▶ Enunciado da tarefa:
Repita sem alterações a parte do trecho sobre a regulamentação da cannabis que começa em "Apesar da nítida" e vai até "Indústria de Canabinóides[2].".

▶ Trecho selecionado:
Na América Latina, o cenário também tem avançado. O Uruguai foi o primeiro país sul-americano a aprovar uma lei que permite o cultivo de cannabis para autoconsumo recreativo, em 2013, entendimento que foi seguido no Chile, na Colômbia e no Peru. Em mesmo sentido, neste ano de 2022, a Argentina tomou uma importante decisão sobre o assunto e decidiu regularizar a cannabis medicinal e o cânhamo industrial no país[1] - a nova legislação estabelece a criação de uma agência reguladora, que é responsável por regulamentar, controlar e emitir as autorizações administrativas com respeito ao uso da cannabis, de sementes da planta e de seus produtos derivados.

Apesar da nítida tendência global e alta demanda nacional, é possível notar grande resistência do legislativo brasileiro quanto à matéria, o que tem dificultado o acesso à substância daqueles que realmente necessitam de tratamento alternativo, além de sobrecarregar o Poder Judiciário com as demandas familiares que buscam por autorização para autocultivo ou acesso à tratamento via Sistema Único de Saúde (SUS). De acordo com a Agência Nacional de Vigilância Sanitária (ANVISA), foram concedidas mais de 30.000 (trinta mil) novas autorizações para importação de produtos à base de cannabis, somente no ano de 2021, dados que foram compilados pela BRCANN, Associação Brasileira da Indústria de Canabinóides[2].

▶ Dados em estudo:
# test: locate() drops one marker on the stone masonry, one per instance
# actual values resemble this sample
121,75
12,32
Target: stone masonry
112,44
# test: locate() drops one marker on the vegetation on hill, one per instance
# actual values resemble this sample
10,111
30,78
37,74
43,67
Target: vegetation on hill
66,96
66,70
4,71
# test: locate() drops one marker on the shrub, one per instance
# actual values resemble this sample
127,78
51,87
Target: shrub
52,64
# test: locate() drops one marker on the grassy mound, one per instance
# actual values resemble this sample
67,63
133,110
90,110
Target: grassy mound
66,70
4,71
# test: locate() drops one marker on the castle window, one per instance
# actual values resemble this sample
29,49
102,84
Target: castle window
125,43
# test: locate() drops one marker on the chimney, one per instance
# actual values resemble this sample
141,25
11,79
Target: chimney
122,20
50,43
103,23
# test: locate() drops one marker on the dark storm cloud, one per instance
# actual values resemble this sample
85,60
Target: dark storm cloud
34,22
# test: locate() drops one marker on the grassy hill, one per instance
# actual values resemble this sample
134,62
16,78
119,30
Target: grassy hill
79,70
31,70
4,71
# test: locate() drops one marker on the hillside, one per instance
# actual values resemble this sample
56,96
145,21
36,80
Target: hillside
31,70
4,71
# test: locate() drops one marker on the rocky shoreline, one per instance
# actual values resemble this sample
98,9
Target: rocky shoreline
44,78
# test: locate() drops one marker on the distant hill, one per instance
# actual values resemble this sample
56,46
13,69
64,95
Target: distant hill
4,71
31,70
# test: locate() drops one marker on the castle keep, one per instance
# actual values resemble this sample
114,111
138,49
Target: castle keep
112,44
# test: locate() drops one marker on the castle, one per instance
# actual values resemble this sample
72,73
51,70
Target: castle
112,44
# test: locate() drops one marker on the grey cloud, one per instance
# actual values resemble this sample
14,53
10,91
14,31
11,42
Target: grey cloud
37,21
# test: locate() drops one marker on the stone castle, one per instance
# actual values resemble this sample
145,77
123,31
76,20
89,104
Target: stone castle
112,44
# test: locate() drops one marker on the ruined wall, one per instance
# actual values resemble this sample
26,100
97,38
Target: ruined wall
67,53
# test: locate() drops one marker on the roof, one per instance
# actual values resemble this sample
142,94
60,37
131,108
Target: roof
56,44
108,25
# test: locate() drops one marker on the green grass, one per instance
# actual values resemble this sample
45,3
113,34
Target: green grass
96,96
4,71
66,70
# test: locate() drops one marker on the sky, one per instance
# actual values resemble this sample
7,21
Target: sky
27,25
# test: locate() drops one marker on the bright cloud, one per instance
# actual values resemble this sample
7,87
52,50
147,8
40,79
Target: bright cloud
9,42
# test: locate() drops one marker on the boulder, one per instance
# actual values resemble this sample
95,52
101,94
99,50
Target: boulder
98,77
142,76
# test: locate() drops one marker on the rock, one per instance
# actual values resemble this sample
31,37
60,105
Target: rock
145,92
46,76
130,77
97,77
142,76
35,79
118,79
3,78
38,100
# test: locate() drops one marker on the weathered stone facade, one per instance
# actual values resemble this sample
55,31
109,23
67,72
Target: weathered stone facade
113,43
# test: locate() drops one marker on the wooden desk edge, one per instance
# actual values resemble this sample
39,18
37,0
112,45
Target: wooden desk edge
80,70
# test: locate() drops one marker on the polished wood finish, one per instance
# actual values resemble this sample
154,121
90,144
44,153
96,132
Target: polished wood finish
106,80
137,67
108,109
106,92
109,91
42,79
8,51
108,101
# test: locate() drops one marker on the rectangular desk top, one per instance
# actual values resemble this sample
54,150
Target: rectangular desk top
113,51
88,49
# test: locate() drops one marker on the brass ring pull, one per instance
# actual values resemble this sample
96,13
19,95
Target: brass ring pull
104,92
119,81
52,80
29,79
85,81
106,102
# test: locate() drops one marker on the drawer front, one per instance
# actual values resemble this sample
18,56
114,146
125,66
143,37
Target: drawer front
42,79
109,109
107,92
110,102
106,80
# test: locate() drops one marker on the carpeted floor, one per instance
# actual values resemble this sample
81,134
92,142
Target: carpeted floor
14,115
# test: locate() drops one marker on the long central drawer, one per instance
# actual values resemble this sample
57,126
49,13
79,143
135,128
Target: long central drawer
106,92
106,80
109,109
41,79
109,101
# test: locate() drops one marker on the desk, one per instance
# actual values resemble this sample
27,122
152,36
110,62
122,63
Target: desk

▶ Resposta da tarefa:
Apesar da nítida tendência global e alta demanda nacional, é possível notar grande resistência do legislativo brasileiro quanto à matéria, o que tem dificultado o acesso à substância daqueles que realmente necessitam de tratamento alternativo, além de sobrecarregar o Poder Judiciário com as demandas familiares que buscam por autorização para autocultivo ou acesso à tratamento via Sistema Único de Saúde (SUS). De acordo com a Agência Nacional de Vigilância Sanitária (ANVISA), foram concedidas mais de 30.000 (trinta mil) novas autorizações para importação de produtos à base de cannabis, somente no ano de 2021, dados que foram compilados pela BRCANN, Associação Brasileira da Indústria de Canabinóides[2].